### YOUR OBJECTIVE
Beginning at the line that contains "of the foliage", reproduce every line to the end of the material without changing any of them.

### RECORDS SHOWN
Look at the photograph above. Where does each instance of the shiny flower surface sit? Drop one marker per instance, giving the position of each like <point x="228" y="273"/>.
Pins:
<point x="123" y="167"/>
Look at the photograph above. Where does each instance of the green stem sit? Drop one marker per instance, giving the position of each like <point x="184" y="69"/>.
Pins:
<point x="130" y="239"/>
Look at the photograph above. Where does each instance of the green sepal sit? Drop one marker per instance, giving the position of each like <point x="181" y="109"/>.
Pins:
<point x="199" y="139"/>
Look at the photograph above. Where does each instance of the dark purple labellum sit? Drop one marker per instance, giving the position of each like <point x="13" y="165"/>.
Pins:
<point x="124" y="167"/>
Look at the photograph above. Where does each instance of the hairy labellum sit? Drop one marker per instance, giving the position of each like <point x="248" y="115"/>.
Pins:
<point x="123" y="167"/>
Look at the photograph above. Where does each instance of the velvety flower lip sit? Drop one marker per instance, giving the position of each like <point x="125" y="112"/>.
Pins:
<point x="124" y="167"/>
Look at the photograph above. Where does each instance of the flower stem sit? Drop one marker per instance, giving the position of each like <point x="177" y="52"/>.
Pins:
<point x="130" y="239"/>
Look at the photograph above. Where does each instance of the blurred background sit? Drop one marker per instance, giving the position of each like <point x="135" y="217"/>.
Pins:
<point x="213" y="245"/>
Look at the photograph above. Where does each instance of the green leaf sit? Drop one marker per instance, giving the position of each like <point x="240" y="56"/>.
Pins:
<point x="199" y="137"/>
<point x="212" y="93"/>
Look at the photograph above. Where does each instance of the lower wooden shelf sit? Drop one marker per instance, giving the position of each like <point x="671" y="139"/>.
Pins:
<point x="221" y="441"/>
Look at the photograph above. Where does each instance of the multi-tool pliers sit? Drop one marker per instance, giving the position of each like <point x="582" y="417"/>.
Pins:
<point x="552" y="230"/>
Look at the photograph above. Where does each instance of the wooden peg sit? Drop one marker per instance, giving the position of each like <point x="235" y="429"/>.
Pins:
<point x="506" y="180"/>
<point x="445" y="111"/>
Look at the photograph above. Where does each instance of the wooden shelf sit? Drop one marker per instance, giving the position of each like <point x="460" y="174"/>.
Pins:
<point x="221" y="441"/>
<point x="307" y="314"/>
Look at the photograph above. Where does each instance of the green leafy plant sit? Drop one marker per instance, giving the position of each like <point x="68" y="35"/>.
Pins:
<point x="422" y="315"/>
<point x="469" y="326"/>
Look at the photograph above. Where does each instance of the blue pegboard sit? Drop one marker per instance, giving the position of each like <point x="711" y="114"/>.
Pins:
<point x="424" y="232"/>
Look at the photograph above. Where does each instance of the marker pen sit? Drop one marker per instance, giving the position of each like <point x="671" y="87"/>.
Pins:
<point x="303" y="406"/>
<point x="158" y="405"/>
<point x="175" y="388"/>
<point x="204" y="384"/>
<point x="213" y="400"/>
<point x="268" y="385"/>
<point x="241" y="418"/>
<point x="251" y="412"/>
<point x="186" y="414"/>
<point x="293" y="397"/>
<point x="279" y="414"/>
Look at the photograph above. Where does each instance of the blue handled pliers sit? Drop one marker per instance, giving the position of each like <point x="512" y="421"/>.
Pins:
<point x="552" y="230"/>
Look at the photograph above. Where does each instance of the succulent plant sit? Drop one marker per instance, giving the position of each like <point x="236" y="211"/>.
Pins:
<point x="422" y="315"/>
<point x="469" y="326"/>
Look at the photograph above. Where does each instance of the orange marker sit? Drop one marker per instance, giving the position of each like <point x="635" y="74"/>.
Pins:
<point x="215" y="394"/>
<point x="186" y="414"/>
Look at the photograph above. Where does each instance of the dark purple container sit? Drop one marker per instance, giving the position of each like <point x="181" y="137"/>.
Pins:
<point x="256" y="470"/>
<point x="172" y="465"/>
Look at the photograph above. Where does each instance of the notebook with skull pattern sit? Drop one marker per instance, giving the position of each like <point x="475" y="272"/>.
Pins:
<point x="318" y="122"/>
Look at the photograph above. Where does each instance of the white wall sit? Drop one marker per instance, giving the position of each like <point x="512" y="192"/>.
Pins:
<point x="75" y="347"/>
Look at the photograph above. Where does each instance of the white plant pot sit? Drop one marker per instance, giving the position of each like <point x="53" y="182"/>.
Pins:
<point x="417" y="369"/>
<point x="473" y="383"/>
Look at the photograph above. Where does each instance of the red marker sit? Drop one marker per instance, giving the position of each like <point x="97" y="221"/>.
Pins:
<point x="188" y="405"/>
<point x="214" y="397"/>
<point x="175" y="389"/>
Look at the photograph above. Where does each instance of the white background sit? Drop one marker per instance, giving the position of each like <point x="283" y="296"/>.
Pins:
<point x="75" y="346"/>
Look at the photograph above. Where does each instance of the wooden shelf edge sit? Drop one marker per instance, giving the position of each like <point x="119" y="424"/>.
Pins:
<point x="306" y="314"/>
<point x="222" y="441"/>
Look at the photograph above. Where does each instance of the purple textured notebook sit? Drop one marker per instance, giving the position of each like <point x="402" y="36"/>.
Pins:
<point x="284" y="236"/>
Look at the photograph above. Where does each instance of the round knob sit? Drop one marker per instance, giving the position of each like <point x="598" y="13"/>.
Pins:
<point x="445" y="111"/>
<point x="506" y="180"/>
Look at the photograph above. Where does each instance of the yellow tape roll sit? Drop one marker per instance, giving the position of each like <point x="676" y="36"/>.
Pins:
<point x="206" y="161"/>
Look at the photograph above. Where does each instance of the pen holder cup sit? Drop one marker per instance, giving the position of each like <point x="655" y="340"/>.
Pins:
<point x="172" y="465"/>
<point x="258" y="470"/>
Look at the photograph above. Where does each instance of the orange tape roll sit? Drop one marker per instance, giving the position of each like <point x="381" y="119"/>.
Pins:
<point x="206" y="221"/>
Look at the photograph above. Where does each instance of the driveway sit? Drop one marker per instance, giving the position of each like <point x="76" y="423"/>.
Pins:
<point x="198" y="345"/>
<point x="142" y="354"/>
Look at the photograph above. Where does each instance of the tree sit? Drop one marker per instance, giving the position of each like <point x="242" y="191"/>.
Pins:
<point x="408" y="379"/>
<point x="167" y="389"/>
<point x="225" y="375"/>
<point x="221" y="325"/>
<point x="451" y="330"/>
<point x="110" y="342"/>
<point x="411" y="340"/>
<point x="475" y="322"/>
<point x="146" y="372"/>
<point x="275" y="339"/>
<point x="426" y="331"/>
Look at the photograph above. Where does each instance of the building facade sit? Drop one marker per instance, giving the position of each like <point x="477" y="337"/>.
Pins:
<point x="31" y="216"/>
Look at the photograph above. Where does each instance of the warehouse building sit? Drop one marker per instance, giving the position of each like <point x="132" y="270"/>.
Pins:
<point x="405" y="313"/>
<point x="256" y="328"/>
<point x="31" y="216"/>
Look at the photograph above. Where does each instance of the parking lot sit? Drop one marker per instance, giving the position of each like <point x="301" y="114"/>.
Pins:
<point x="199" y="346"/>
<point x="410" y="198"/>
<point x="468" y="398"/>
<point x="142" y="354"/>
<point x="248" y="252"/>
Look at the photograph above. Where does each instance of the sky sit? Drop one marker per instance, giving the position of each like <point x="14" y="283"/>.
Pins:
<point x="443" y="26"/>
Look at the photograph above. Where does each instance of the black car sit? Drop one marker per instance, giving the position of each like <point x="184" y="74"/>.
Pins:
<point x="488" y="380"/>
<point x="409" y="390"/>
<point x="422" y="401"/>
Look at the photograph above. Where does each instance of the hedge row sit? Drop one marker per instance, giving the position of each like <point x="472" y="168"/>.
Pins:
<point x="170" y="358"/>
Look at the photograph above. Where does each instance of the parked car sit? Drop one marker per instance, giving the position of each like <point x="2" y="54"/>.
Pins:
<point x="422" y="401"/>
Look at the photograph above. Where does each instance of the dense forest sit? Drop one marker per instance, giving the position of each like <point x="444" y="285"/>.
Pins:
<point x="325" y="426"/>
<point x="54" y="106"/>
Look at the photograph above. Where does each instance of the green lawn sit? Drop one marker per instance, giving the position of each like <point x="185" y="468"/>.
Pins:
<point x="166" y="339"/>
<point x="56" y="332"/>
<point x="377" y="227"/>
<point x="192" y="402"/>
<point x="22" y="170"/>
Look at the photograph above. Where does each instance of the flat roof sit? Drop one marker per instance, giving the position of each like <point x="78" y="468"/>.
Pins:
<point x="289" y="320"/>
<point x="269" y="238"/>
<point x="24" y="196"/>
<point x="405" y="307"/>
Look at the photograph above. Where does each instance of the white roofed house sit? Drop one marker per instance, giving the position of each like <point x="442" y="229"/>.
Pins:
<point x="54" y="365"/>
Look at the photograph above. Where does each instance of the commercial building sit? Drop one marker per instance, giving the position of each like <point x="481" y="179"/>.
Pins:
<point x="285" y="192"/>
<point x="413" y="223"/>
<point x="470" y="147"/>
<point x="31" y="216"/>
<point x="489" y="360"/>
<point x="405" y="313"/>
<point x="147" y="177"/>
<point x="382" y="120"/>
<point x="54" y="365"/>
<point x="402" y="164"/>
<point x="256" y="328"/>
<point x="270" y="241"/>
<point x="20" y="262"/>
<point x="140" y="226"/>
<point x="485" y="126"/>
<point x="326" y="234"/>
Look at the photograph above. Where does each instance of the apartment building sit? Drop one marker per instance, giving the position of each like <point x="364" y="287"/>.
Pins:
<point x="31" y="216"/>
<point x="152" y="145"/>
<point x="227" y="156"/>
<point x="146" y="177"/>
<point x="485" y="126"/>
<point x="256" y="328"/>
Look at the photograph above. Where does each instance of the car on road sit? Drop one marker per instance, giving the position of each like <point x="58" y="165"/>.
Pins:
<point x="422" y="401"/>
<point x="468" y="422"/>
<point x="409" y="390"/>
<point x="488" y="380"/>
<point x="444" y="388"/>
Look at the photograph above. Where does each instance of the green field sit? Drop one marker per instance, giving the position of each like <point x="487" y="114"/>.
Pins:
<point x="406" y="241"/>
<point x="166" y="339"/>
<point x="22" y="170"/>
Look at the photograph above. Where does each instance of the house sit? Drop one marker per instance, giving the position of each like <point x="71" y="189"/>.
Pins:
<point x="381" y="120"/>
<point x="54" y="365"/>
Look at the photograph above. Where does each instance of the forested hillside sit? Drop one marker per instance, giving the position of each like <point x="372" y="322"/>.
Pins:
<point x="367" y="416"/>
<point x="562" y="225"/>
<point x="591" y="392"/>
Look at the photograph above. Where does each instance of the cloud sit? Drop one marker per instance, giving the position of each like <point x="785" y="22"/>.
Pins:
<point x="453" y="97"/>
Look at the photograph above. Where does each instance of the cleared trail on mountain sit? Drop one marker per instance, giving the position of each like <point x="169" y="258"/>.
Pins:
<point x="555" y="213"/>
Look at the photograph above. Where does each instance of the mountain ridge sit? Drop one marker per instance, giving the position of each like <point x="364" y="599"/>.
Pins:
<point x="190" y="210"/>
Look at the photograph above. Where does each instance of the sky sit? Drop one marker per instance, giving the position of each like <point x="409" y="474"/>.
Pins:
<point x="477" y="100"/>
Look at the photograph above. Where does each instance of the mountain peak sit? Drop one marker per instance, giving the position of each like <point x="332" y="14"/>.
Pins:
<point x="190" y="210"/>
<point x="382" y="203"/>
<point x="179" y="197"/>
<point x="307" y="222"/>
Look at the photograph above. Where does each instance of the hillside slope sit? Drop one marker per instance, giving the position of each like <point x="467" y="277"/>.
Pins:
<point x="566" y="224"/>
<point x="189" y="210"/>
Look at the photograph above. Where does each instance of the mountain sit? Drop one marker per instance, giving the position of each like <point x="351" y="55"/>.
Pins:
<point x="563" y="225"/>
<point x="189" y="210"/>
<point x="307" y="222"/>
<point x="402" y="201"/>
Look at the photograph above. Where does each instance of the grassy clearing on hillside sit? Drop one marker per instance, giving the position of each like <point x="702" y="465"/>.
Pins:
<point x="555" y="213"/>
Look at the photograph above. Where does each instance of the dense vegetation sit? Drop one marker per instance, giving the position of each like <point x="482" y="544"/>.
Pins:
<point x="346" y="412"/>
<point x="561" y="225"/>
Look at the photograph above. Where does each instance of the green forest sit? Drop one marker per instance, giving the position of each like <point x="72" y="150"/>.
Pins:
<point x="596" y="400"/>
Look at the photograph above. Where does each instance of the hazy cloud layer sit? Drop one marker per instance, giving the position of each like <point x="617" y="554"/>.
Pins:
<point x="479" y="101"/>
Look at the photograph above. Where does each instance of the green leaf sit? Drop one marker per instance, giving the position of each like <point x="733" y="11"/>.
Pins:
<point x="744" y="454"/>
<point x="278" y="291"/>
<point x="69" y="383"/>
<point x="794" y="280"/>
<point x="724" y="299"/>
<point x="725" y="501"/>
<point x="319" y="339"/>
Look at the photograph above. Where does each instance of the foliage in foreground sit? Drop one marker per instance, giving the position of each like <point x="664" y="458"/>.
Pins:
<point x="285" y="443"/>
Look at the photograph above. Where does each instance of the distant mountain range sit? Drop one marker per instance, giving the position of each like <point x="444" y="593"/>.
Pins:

### COMPLETE ANSWER
Look at the photograph above. Where does each instance of the foliage in foreground sit? Drop one marker per instance, giving the position of each like <point x="664" y="458"/>.
Pins:
<point x="285" y="443"/>
Look at the photograph above. Where does each instance of the distant mountain range sit? Drop one marker per instance, giving the position of each like <point x="444" y="593"/>.
Pins:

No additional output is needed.